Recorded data
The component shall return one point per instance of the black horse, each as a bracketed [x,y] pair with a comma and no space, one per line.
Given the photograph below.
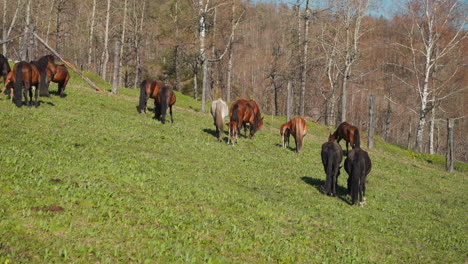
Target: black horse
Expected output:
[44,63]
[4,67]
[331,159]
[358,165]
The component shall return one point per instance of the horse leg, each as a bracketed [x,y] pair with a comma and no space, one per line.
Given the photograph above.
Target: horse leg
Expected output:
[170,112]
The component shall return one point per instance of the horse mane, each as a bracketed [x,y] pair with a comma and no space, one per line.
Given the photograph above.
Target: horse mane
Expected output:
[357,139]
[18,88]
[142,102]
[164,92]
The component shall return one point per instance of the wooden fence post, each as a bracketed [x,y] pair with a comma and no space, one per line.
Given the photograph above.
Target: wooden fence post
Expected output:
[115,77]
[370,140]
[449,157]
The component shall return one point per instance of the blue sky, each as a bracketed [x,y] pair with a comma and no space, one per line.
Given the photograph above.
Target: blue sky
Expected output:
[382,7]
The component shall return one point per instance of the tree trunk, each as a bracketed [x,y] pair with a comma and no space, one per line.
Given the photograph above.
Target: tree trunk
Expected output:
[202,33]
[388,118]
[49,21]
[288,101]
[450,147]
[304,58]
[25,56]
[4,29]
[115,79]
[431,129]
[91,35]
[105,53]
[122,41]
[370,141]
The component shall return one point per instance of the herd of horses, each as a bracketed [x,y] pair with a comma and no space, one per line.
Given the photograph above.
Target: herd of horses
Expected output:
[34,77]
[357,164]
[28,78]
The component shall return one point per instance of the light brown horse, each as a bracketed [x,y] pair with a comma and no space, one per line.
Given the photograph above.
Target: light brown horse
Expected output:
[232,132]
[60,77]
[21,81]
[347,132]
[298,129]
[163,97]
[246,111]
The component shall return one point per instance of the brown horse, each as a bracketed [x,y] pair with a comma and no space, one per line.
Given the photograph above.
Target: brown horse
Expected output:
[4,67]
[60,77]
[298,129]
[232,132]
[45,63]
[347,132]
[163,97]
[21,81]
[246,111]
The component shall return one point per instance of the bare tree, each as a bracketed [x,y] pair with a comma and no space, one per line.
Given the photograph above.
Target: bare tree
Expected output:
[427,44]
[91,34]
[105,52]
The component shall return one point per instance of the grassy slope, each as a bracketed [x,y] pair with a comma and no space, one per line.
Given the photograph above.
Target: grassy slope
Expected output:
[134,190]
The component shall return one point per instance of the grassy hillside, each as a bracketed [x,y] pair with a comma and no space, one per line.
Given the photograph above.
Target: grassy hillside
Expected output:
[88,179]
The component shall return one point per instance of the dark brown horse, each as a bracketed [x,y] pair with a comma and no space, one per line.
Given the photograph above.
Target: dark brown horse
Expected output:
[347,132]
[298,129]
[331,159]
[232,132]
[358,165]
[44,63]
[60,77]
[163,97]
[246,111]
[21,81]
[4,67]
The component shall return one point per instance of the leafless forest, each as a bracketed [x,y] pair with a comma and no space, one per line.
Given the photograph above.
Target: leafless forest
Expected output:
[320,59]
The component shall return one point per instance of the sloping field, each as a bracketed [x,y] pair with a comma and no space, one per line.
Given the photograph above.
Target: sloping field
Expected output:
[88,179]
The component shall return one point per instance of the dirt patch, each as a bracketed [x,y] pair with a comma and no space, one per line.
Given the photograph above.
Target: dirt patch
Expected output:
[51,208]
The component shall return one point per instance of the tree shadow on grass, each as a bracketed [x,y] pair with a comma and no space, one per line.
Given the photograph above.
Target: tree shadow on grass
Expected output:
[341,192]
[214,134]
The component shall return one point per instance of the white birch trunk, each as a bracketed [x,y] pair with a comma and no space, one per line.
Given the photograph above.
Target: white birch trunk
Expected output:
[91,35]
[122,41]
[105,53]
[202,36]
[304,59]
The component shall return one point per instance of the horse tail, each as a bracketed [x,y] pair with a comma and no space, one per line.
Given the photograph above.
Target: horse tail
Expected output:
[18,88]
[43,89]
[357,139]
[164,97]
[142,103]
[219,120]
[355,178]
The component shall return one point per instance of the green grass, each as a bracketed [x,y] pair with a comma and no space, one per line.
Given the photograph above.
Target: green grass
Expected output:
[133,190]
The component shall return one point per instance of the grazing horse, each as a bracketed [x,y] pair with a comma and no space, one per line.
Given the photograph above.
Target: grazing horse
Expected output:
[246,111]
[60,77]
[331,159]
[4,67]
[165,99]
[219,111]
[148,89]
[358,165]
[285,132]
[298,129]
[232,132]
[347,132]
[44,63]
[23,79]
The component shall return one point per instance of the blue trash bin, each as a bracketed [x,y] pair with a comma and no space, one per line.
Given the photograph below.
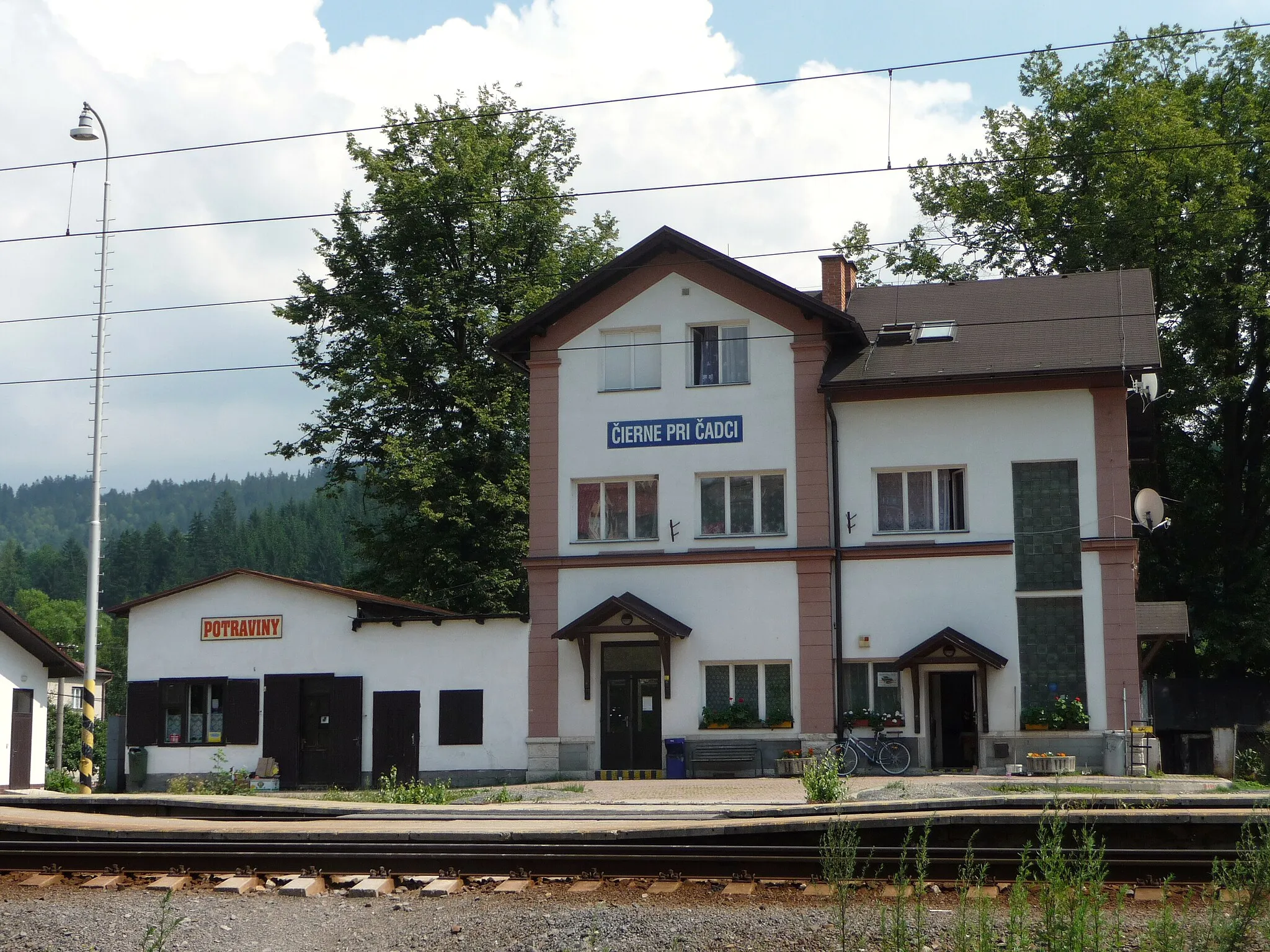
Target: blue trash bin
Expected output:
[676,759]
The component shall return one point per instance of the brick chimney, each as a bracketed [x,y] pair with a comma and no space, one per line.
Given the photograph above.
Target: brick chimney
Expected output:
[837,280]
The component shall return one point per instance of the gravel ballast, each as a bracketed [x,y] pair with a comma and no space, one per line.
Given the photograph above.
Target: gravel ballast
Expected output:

> **AIM OF THE TASK**: Write out exactly the lines from the one that contains "The component shall return one point per instance of the grazing" through the last line of the data above, both included. Leave every picture out.

> **SOLVED PROBLEM**:
The component shall return one point per instance of the grazing horse, each as a bracketed [x,y] pair with a comma and no space, one per line.
Given the photograph above.
Target: grazing horse
Expected output:
[246,111]
[60,77]
[331,159]
[4,67]
[165,99]
[219,111]
[148,89]
[358,165]
[285,132]
[298,129]
[232,132]
[347,132]
[44,63]
[23,79]
The component shall return one point per instance of the blue trash bin, each as a bracketed [x,y] pair with a comma and no space, one per line.
Given the photograph below.
Target: blue trash bin
Expected output:
[676,759]
The component shall return one point per instance of the brick chimney, each as a bracketed [x,y] pair with a comma and no space, one per line.
Given the photograph above.
Target: brick chimney
Expected output:
[837,280]
The component shall return one point per instance of the gravel ballast, each as a bracketed [x,y] pair with a comma and no space, one per line.
Given the photograph above.
Target: gravel ballast
Expected output:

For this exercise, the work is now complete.